- **Quoted passage**

We note that, in [5], the authors reported measurable RILC, in the range of $10^{-11}$ A, but only after doses of several Mrad (SiO₂). Unhardened commercial technology would usually fail for other reasons, long before these doses were reached. On the other hand, the difference between a stored zero and a stored one is only about 67 electrons for a NAND flash cell with 60 nm technology, and less for newer technology. For ten year retention, which is the normal retention spec, leakage current has to
then be less than one electron every 54 days, which is about $3 \times 10^{-26}$ A, on average. Currents at this level are not directly measurable, but the question is whether or not they can be caused by the relatively low radiation doses that unhardened commercial technology can tolerate. In Fig. 1, we show results which suggest that radiation can cause end-of-life reliability failures in some cases.

Fig. 1. Error count for five samples of Samsung 8G NAND irradiated to 200 krad (SiO$_2$), compared to five unirradiated controls. Error counts varied from nearly 100 to almost 200 for irradiated samples, compared to one or two for controls.

[Point placement entries]
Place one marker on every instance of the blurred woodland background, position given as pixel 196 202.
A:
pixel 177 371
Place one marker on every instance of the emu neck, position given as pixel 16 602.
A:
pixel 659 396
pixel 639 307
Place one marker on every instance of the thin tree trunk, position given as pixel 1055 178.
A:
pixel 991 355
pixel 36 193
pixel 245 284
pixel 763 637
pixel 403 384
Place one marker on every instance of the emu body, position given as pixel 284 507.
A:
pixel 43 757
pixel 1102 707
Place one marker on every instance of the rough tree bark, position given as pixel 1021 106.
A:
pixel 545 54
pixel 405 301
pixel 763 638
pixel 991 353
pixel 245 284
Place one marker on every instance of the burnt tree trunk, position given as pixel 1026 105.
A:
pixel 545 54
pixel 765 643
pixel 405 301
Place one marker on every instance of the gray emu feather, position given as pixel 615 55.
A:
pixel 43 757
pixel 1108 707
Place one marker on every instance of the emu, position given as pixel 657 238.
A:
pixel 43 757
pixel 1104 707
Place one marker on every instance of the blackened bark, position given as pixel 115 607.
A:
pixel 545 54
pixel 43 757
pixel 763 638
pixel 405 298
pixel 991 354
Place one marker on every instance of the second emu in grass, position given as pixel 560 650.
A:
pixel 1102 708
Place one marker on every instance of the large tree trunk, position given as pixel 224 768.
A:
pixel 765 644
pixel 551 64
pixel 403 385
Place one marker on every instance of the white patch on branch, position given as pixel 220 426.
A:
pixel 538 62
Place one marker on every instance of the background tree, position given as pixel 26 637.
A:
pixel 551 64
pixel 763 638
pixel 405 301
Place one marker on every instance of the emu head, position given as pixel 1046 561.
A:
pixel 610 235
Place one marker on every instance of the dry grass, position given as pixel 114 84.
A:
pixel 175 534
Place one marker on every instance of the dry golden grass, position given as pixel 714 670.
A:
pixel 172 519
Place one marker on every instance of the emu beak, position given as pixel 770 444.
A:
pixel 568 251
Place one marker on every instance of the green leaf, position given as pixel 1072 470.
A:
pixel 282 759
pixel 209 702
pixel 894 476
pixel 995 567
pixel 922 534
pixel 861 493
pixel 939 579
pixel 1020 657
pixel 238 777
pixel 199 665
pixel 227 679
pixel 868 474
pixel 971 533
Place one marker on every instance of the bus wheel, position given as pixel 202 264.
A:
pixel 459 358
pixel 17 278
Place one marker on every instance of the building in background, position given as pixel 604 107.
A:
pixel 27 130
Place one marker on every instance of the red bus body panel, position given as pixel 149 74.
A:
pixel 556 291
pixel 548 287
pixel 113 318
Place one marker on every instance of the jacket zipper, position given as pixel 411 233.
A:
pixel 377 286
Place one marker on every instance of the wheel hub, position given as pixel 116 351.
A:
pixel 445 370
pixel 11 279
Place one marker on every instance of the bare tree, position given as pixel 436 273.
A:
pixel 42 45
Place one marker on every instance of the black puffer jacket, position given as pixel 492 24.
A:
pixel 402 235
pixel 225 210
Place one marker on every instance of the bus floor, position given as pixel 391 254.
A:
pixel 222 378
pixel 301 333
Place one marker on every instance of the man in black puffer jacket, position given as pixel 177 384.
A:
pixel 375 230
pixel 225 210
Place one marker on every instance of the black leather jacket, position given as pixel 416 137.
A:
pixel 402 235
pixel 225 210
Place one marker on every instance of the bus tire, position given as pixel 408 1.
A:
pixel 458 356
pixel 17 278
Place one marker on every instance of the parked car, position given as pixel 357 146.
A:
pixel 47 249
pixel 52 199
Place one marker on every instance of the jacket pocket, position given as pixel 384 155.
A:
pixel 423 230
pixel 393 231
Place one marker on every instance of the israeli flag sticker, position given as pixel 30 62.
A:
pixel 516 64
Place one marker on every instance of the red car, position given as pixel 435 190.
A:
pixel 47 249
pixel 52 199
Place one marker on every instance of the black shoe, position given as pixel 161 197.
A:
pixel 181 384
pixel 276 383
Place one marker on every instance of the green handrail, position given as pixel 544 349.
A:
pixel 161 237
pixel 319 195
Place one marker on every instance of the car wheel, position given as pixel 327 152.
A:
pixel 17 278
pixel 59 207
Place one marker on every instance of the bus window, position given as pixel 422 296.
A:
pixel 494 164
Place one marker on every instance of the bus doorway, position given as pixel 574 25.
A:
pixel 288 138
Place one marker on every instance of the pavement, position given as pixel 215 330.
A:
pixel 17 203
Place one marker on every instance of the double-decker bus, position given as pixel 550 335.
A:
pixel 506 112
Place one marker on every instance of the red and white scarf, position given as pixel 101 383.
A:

- **Given instruction**
Answer these questions about the passage on radiation and NAND flash leakage.
(a) For NAND flash with 60 nm technology, about how many electrons separate a stored zero from a stored one?
(b) What average leakage current must not be exceeded to meet ten-year retention?
(c) To what dose were the Samsung 8G NAND samples in Fig. 1 irradiated?

- **Written answer**
(a) About 67 electrons.
(b) About 3 × 10⁻²⁶ A, which is less than one electron every 54 days.
(c) 200 krad (SiO₂).